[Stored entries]
────────────────────

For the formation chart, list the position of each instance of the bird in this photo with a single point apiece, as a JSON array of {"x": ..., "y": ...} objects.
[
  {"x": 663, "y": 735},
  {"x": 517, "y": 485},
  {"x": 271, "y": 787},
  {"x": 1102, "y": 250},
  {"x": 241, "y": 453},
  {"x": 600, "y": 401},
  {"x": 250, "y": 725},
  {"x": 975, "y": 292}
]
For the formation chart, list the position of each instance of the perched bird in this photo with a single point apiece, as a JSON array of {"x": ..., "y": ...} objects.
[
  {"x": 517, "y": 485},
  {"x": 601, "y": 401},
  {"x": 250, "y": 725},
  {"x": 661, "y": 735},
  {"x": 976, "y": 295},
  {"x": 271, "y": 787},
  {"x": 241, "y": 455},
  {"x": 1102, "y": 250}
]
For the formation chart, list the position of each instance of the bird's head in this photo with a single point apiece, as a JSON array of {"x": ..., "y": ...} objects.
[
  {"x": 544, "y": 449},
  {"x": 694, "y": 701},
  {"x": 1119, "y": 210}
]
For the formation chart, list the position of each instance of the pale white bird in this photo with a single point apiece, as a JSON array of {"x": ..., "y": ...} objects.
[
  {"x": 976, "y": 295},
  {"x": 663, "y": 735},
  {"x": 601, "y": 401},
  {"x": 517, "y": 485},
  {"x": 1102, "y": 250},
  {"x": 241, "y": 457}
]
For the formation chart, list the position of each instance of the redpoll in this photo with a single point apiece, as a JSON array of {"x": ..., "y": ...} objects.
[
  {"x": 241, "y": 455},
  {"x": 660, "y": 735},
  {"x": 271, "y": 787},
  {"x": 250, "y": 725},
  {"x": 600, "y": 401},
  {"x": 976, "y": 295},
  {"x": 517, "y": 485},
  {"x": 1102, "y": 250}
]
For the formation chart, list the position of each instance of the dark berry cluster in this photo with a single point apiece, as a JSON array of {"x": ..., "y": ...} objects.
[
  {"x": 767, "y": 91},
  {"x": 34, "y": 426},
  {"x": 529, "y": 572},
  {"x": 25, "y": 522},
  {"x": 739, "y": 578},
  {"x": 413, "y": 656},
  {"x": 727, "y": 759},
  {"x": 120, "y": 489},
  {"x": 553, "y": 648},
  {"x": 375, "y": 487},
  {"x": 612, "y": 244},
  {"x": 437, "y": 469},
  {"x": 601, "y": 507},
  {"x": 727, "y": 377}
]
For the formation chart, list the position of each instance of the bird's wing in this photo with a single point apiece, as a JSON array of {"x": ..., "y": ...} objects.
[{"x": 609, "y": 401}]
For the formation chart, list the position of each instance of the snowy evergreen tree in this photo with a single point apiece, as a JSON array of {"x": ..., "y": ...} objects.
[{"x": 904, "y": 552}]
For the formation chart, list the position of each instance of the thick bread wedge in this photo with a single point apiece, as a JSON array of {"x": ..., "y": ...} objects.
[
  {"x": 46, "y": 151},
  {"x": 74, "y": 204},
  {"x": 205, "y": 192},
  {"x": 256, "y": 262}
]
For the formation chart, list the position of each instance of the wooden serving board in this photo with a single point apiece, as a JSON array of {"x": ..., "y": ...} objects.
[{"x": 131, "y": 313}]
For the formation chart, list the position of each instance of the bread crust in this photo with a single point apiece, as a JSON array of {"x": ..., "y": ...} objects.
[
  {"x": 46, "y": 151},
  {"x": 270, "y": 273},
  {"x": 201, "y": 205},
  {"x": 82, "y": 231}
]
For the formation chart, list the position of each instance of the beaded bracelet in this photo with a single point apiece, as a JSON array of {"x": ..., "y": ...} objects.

────────────────────

WHAT YOU ARE ASKED TO DO:
Reproduce the data from the line containing "of the bread" through the end of the data, substituting "silver bracelet" for "beaded bracelet" and leaving everything else as it is.

TASK OUTPUT:
For the formation chart, list the position of each instance of the bread crust in this photo with a single point apiece, as a JSON array of {"x": ..., "y": ...} objects.
[
  {"x": 46, "y": 151},
  {"x": 270, "y": 273},
  {"x": 201, "y": 205},
  {"x": 82, "y": 231}
]
For the formation chart, list the position of each instance of the silver bracelet in this photo with a single point apiece, as a JSON array of {"x": ..., "y": ...} objects.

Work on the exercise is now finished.